■ TASK GOAL ■
Transcribe the listing below word for word but skip its images.
::: EXERCISE INPUT :::
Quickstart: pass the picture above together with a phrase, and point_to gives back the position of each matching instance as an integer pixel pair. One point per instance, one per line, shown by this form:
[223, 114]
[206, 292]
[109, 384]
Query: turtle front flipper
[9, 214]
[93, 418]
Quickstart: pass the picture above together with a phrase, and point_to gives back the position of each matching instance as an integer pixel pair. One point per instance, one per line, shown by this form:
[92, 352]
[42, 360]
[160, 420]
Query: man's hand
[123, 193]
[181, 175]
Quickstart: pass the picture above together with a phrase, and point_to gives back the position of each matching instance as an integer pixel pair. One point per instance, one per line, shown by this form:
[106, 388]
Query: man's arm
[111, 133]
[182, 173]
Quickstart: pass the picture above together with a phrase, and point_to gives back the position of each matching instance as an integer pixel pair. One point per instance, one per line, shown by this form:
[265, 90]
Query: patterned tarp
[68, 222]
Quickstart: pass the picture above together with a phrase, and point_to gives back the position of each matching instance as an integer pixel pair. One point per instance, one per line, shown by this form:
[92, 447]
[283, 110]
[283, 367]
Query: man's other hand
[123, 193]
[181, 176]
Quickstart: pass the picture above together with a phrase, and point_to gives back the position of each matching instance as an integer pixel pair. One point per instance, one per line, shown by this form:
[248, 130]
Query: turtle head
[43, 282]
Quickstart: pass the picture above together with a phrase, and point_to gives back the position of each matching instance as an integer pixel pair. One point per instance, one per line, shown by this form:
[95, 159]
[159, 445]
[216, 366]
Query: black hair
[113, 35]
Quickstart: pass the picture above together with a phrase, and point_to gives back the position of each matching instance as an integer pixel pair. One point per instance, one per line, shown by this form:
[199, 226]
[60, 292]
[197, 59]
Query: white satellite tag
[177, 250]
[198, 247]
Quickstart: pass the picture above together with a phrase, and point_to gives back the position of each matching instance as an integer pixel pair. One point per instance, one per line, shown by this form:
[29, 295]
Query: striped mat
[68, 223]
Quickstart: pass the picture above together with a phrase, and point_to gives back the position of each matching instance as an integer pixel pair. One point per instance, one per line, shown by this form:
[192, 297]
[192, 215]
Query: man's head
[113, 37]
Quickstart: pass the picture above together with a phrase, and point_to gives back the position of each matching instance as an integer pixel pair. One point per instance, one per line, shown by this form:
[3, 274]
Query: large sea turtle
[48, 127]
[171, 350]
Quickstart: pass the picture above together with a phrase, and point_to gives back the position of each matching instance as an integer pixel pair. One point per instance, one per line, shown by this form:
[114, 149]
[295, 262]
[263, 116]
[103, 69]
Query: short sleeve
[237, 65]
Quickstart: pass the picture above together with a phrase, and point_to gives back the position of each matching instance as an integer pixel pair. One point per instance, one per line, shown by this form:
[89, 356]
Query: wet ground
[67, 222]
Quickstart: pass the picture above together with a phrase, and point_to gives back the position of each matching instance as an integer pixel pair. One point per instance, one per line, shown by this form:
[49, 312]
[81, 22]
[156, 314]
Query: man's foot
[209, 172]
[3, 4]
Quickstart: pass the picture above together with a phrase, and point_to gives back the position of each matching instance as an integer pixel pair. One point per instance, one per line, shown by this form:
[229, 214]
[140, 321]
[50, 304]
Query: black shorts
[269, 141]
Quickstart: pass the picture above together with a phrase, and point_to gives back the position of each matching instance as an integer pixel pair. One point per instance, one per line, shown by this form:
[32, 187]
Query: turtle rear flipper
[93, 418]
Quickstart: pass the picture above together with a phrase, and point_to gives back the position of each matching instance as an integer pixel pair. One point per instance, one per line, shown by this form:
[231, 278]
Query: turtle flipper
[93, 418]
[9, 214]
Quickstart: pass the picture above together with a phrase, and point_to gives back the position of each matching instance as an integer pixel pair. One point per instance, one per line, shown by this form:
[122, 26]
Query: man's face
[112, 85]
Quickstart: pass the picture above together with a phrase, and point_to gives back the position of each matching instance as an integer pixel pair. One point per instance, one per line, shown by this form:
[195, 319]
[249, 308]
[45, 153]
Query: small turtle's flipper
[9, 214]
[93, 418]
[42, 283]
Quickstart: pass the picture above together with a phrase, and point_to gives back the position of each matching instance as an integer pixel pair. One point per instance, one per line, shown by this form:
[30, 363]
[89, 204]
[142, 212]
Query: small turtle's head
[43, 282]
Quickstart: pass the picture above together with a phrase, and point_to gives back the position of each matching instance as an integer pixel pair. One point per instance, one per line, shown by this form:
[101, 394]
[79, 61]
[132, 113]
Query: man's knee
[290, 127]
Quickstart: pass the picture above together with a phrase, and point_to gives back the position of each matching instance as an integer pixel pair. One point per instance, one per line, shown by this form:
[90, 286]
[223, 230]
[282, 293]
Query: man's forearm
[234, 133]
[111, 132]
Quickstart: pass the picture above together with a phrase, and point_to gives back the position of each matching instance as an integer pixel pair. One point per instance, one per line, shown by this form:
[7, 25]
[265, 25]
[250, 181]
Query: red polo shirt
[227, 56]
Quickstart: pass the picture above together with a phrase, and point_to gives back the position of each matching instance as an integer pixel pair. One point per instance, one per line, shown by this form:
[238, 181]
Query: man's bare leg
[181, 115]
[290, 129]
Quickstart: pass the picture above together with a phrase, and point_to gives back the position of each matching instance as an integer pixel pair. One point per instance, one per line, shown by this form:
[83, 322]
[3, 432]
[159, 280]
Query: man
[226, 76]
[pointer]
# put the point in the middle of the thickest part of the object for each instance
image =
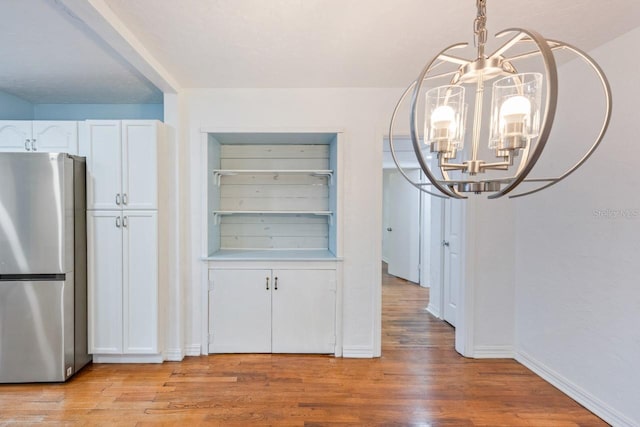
:::
■ SOLUTION TO THIS PROBLEM ■
Quickstart: pass the picture above together with a phrase, and point_to gives back the position of each matching instance as an integer pixel pair. One point per instance, one per line, shown by this form:
[223, 114]
[206, 292]
[109, 384]
Query: turtle front flipper
[9, 214]
[93, 418]
Quickstart: pass the picture above together with a phrase, and point_to gives back the position of each matching instance as an integer pixel pair. One point per instance, one per line, shown by this form:
[92, 352]
[42, 360]
[160, 420]
Query: man's hand
[123, 193]
[181, 175]
Quickstart: pass the picture above together with a phrase, and point_to gives back the position of each matching instance as an integer pixel pair. One point per instance, one per line, shown by this form:
[106, 388]
Query: man's arm
[111, 133]
[182, 173]
Quickstart: pass the picture above together with a phrase, and point_to gives back the position of each matching instance as an integer pixel pair. One point per instance, one per line, shown by this form:
[265, 90]
Query: patterned tarp
[68, 222]
Quickstart: pass the picture above together with a phrase, and point_to gives back the position of each matching instance as an integer pixel pair. One point per instance, one per line, shown by this form:
[92, 447]
[283, 110]
[283, 367]
Query: man's other hand
[123, 193]
[181, 176]
Quickstart: pass the picture above together with a phrase, and point_to gives back the position of each matching instance as an integer pixel pair. One point per instance, one per line, shown by this form:
[248, 130]
Query: turtle head
[43, 282]
Quickstart: pass the picture above together with a phrase, and point_to gives back the position of each matching instance as an integer pixel pair. One point per instance, one per line, shown by this form:
[95, 159]
[159, 445]
[216, 366]
Query: black hair
[113, 35]
Quickstart: pass the picture above together with a phrase, and point_to gives back the position of each matching instance as an integer pixel pair. One point per instance, one per line, shown by this form:
[199, 226]
[60, 292]
[197, 59]
Query: white satellite tag
[177, 250]
[198, 247]
Quickstart: pass the picture above together with a phrase, and point_to gives back the position of each matching instance as an integer pixel pair. One point per instance, one per line, shown by this form:
[29, 295]
Query: striped mat
[68, 223]
Quickstart: pass the picture above together with a phrase, and point_to gives back the position of each matching instance as an integer pixel pair. One point per instance, one per line, shown by this form:
[192, 297]
[192, 215]
Query: man's head
[113, 37]
Quickstart: pass the picture above together with a phrase, and point_to gives back the position of each matching instance as an integer pixel pair. One point per instance, one per line, shown by this form:
[3, 274]
Query: large sea turtle
[48, 127]
[171, 350]
Quickstart: pass the picture above together with a phrase, and point_to gives back the position of each matching instance as an integer pixel pair. One point per instance, one per line, shown by this form:
[114, 149]
[295, 262]
[263, 116]
[103, 69]
Query: short sleeve
[237, 65]
Quickstart: pass the picture above together with a phrase, and point_to gives back the position of each matching instance as an integer pixel pair. One point per instance, one per line, shown by this form:
[89, 356]
Query: wet ground
[67, 222]
Quickstart: pass the picture above together with a phrase, and point_to gives back the position of each matching instance as an integer pixel pair. One point per instance, one per line, shown by this form:
[49, 312]
[81, 22]
[156, 314]
Query: man's foot
[209, 172]
[3, 4]
Quickstart: pass the picture above together with a phrase, and point_to gives back the position of each matching instance as an integer pixel pair. One point per instance, one per line, shown by this form:
[229, 214]
[140, 321]
[50, 304]
Query: black shorts
[269, 141]
Quickstart: pass the picture above together with a phrase, and point_to gives back the position of each matching instance as an integer pixel pair. One point per instance, one per line, shown by this form:
[32, 187]
Query: turtle rear flipper
[93, 418]
Quickstart: pass the picture above together with a phrase, and point_to gives back the position of each matching instance as an integer pixel pair. One point per instance, one per line, shown by this form:
[231, 278]
Query: turtle flipper
[93, 418]
[9, 214]
Quickstart: pass the picture above together with a phrase, and point_to gives back the position of each matching instance as an integer pixel pair. One point per instance, one per line, shown by this form:
[122, 26]
Query: man's face
[112, 85]
Quickstart: pass the picture above together with a phrase, and point_to gives back the position of each matching instance as an integer pixel pair. One point per instance, one per line, shown by this form:
[195, 319]
[249, 308]
[45, 153]
Query: small turtle's flipper
[9, 214]
[93, 418]
[42, 283]
Quickstart: pass the picture above together with a phrase, and point_to gives back the position of each matching instance as an integer pixel pair. One point per instance, one per line, shown by this form:
[30, 363]
[89, 204]
[142, 212]
Query: small turtle's head
[43, 282]
Quickstart: pass the picture above together with a phrase, and point_to gives back the position of each matching instance as an integer pixel pair. One point per instance, one per line, shown by this form:
[101, 394]
[79, 61]
[132, 113]
Query: man's knee
[290, 127]
Quickstart: pass the picture above together with a phrase, and point_to gives back the position of each matching instance as an integer pixel pair. One point per instance, one per line, shown by this form:
[90, 286]
[223, 230]
[282, 293]
Query: man's forearm
[234, 133]
[111, 132]
Quickstart: pass the picture above together with a phrase, and point_to gives back the position of each matching instance as an integer pixel pair. One point per instance, one per line, shown by this form:
[7, 25]
[265, 25]
[250, 181]
Query: red polo shirt
[227, 56]
Quickstart: pass the picture above together with a phrase, and point_to gives back the position of each matching instance as an integer pixel pair. One point per instance, one per line, shown by this form:
[238, 181]
Query: man's bare leg
[181, 115]
[290, 129]
Quickstart: pass the picture above together with a phrase, and point_to gives back the position of each matching instance as an integer pixel pair. One point per instance, one per line, shown by this form:
[83, 322]
[3, 432]
[159, 280]
Query: man
[226, 76]
[pointer]
# put the point in the middle of the thickest part of the object for each instance
image =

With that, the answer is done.